───── DATA LINES
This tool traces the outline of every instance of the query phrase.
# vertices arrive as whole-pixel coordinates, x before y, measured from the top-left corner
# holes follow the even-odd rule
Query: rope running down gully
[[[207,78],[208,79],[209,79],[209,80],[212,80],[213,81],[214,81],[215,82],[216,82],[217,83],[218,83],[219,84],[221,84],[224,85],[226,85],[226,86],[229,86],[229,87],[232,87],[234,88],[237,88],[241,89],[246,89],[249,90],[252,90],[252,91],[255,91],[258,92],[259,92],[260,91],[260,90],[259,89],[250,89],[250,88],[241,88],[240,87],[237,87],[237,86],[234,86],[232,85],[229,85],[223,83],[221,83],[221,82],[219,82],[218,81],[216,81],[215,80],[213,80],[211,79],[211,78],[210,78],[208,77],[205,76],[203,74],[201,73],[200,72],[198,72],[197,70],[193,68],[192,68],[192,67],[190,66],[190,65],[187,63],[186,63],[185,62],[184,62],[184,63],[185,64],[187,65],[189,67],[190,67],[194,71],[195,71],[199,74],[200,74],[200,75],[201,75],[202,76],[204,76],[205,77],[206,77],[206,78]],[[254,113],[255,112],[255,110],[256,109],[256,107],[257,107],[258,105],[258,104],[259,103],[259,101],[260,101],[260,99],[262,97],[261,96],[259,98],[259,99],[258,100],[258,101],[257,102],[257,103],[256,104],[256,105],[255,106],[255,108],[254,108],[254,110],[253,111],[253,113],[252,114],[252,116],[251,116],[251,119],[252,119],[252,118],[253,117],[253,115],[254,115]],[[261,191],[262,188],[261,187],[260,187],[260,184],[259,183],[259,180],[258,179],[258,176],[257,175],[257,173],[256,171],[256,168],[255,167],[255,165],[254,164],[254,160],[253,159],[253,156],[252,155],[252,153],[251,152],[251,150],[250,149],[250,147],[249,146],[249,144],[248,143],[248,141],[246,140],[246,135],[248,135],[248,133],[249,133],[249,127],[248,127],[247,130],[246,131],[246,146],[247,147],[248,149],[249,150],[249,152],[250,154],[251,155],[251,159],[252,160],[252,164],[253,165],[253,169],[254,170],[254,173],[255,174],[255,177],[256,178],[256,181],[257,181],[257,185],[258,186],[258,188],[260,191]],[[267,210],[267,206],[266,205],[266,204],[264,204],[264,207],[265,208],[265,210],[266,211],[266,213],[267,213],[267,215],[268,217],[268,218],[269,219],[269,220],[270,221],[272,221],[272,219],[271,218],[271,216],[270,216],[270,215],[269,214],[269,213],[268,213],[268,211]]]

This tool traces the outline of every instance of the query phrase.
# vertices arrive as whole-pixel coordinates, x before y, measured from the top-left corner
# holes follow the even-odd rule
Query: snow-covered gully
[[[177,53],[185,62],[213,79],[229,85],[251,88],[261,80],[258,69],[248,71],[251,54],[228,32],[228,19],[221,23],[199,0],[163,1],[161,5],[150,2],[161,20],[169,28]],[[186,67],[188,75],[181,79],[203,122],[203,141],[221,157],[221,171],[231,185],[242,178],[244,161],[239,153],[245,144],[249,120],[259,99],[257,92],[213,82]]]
──────────
Reproduce the records above word for word, from the opening line of the first through the last coordinate of the second.

This tool traces the outline of every instance of the query phrase.
# vertices arrive as whole-pixel coordinates, x before y, measured from the top-left corner
# holes follow the even-odd rule
Query: rope running down gully
[[[207,78],[208,79],[209,79],[209,80],[212,80],[213,81],[214,81],[215,82],[216,82],[217,83],[218,83],[219,84],[221,84],[224,85],[226,85],[226,86],[229,86],[229,87],[232,87],[234,88],[237,88],[241,89],[246,89],[249,90],[252,90],[252,91],[255,91],[258,92],[259,92],[260,91],[260,90],[259,89],[250,89],[250,88],[241,88],[240,87],[237,87],[237,86],[234,86],[232,85],[229,85],[223,83],[221,83],[221,82],[219,82],[218,81],[216,81],[215,80],[213,80],[211,79],[211,78],[210,78],[208,77],[205,76],[203,74],[201,73],[200,72],[198,72],[197,70],[193,68],[192,68],[192,67],[190,66],[190,65],[187,63],[186,63],[185,62],[184,62],[184,63],[185,64],[187,65],[189,67],[190,67],[194,71],[195,71],[199,74],[200,74],[200,75],[201,75],[202,76],[204,76],[205,77],[206,77],[206,78]],[[254,113],[255,112],[255,110],[256,109],[256,107],[257,107],[258,105],[258,104],[259,103],[259,101],[260,101],[260,99],[262,97],[261,96],[259,98],[259,99],[258,100],[258,101],[257,102],[257,103],[256,104],[256,105],[255,106],[255,108],[254,108],[254,110],[253,111],[253,113],[252,114],[252,116],[251,116],[251,119],[252,119],[252,118],[253,117],[253,115],[254,115]],[[261,191],[262,188],[261,187],[260,187],[260,184],[259,183],[259,180],[258,179],[258,176],[257,175],[257,173],[256,171],[256,168],[255,167],[255,165],[254,164],[254,160],[253,159],[253,156],[252,155],[252,153],[251,152],[251,150],[250,149],[250,147],[249,146],[249,144],[248,143],[248,141],[246,140],[246,135],[248,135],[248,133],[249,133],[249,127],[248,127],[247,130],[246,131],[246,146],[247,147],[248,149],[249,150],[249,152],[250,154],[251,155],[251,159],[252,160],[252,164],[253,165],[253,169],[254,170],[254,173],[255,174],[255,177],[256,178],[256,181],[257,181],[257,185],[258,186],[258,188],[260,191]],[[267,210],[267,206],[266,205],[266,204],[264,204],[264,207],[265,208],[265,210],[266,211],[266,213],[267,213],[267,215],[268,217],[268,218],[269,219],[269,220],[270,221],[272,221],[272,219],[271,218],[271,216],[270,216],[270,215],[269,214],[269,213],[268,213],[268,211]]]

This tool traces the outline of every instance of the query phrase.
# vertices arrive as whole-pixel coordinates, x before y, measured from the top-left corner
# holes follow the even-odd rule
Query: snow-covered gully
[[[177,53],[185,62],[213,79],[229,85],[251,88],[261,80],[258,69],[248,71],[251,54],[228,32],[228,19],[221,23],[199,0],[163,1],[161,5],[150,2],[161,20],[169,28]],[[186,67],[188,75],[181,79],[203,122],[203,141],[221,157],[221,171],[231,185],[242,178],[244,161],[239,153],[245,144],[249,120],[259,99],[257,92],[213,82]]]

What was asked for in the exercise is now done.